══ Text passage ══

Saturday, March 04, 2006

A Decent Statement. And a Better One

The Danish newspaper that originally published the Mohammed cartoons recently published the following manifesto entitled A Manifesto Against Jihad:Indland Jyllands-Posten .
At first glance the statement, signed by 12 "thinkers", some of them ex-Muslims and some of them French "philosophers" (and it appears that any French streetsweeper is a philospher these days), looks pretty good.
But the Brussels Journal takes a closer look at the Manifesto and see a serious flaw -- Anti-Jihad Manifesto Misses the Point The Brussels Journal . Read the whole thing and pay particular attention to the statements that secularism has destroyed the religious roots of Europe and that Islam is filling the vacuum. The author of the Brussels Journal piece realizes that Europe was (up until some fifty years ago) Europe because of Christianity. ,,, The great English Baptist preacher of the nineteenth century, Charles Haddon Spurgeon, addressed the question of theocracy and the proper Christian response to the idea many years ago.
"We believe that the Baptists are the original Christians. We did not commence our existence at the Reformation, we were reformers before Luther or Calvin were born; we never came from the Church of Rome, for we were never in it, but we have an unbroken line up to the Apostles themselves. We have existed from the very days of Christ, and our principles, sometime veiled and forgotten, like a river which may travel underground for a little season, have always had honest and holy adherents. Persecuted alike by Romanization and Protestants of almost every sect, yet there has never existed a government holding Baptist principles which persecuted other; not I believe, any body of Baptists ever held it to be the right to put the consciences or other under the control of man. We have ever been ready to suffer, as out martyrologies will prove, but we are not ready to accept any help from the State, to prostitute the purity of the Bride of Christ to any alliance with the Government, and we will never make the church, although the Queen, the despot over the consciences of men."

═══
══ Material provided ══

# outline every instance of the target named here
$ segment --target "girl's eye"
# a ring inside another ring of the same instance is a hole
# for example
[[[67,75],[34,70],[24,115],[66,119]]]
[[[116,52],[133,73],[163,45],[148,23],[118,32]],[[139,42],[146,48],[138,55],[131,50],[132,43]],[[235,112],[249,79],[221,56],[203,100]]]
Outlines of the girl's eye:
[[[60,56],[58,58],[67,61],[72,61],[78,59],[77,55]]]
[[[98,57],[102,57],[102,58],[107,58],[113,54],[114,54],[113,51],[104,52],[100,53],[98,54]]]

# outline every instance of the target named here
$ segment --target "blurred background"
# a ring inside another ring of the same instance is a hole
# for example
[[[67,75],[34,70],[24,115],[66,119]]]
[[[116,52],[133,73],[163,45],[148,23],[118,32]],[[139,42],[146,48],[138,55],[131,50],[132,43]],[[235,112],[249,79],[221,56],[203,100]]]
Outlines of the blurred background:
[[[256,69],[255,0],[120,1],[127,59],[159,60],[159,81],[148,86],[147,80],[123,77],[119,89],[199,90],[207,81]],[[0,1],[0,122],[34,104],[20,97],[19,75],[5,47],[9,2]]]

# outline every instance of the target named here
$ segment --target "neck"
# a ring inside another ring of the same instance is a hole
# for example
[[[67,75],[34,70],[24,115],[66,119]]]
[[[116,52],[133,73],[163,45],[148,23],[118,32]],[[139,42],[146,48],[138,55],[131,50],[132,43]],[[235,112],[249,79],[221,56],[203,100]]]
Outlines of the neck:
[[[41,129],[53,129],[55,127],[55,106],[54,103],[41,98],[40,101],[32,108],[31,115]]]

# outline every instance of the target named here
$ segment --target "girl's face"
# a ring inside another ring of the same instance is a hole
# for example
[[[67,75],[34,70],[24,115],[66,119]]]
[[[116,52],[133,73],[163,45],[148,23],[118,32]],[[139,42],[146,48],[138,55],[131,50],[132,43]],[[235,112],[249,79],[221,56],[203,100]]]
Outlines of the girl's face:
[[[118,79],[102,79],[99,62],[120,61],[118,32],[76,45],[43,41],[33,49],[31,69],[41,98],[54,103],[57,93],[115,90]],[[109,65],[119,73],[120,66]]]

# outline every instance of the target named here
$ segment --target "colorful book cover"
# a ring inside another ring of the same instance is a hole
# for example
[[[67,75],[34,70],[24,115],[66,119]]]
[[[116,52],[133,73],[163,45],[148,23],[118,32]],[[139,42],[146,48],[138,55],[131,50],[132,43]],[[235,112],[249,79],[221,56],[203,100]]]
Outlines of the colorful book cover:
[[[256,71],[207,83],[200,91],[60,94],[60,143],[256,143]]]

═══
══ Material provided ══

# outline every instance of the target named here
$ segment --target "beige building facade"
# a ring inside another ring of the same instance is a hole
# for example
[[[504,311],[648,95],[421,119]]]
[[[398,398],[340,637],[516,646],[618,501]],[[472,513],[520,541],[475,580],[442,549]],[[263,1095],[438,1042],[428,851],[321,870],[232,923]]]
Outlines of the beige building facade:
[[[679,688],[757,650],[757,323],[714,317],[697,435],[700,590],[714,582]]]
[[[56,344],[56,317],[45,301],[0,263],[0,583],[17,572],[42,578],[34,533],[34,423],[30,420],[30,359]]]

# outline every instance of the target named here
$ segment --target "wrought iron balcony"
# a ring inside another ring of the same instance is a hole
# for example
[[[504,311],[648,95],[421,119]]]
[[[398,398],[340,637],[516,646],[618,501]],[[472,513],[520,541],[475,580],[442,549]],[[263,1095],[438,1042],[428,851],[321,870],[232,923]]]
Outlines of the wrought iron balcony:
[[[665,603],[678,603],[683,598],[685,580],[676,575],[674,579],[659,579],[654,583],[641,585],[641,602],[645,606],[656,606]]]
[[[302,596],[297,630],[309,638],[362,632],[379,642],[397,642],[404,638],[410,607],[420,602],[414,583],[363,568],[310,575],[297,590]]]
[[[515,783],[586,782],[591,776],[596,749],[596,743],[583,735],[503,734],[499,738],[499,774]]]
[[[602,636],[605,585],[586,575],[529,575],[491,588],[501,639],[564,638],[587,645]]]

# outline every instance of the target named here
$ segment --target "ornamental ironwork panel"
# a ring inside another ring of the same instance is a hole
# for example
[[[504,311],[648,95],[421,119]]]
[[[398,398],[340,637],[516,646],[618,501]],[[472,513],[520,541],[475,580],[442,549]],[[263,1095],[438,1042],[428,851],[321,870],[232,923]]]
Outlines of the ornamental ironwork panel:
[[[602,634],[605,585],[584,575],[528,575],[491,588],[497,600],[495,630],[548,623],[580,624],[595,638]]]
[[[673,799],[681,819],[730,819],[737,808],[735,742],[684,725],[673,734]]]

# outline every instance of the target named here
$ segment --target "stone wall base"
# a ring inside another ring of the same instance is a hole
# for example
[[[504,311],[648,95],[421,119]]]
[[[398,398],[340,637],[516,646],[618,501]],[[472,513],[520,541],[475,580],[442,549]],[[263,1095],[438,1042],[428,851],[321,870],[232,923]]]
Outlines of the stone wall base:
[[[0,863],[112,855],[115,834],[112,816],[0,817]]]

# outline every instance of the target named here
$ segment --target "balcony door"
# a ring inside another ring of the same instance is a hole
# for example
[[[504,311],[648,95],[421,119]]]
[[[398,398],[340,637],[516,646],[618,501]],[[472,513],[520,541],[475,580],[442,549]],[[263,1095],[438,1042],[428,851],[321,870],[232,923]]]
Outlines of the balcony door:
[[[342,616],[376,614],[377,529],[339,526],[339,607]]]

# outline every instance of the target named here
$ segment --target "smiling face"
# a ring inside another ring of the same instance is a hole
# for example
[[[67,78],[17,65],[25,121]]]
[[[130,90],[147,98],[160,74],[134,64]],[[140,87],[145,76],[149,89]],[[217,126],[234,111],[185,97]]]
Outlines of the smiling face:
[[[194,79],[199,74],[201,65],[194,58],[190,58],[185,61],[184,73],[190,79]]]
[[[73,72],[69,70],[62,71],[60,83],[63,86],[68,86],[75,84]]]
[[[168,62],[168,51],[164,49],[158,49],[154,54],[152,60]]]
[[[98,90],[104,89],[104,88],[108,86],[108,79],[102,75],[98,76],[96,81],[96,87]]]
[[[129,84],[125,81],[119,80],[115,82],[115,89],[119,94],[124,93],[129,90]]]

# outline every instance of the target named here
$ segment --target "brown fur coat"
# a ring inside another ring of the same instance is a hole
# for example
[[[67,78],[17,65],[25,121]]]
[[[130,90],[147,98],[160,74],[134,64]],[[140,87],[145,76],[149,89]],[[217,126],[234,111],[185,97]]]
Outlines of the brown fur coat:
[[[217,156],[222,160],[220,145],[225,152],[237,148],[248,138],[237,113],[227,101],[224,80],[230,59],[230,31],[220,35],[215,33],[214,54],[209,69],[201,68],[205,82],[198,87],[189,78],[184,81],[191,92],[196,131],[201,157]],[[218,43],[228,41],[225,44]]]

═══

▶ Task set:
(1) Please retype the passage of the blog post between "The Danish newspaper" and "Jihad:Indland Jyllands-Posten .", inclusive.
(2) Name every individual the blog post mentions by a personal name.
(3) Proceed with the blog post from the point where it stops.

▶ Numbered responses:
(1)
The Danish newspaper that originally published the Mohammed cartoons recently published the following manifesto entitled A Manifesto Against Jihad:Indland Jyllands-Posten .

(2) Mohammed, Charles Haddon Spurgeon, Luther, Calvin, Christ

(3)
If we our Mohammedan "brothers" would take a hint from Spurgeon they would do themselves a great favor. But perhaps because they want to impose their false religion on the world by force because they realize that it cannot, by any reasonable and half intelligent person, be accepted in the stead of Christianity, or even outright atheism. One's faith influences a society not by force, but by example. And that shows, sadly, the failing of contemporary Christianity in Europe. The Termites (modern theologians) infected the Christian church in Europe and have made "Christianity" weak and negligible instead of the muscular and confident faith and force that it once was in the Old World. The result has been a malaise and apathy that allows a false religion to become more vibrant than the religion that was once considered the European birthright, while the Europeans have become unable, not only to defend their way of life, but their ideals. Secularism is not something that something that people will fight to protect.
And finally, your faithful correspondent is aware that some readers may bring up the stupid statements made by Pat Robertson and Jerry Falwell regarding a theocracy in the United States. Robertson is not a Baptist. I don't know what denomination Falwell belongs to, but Baptists, in the US have traditionally taken a hands off attitude toward government outside of voting.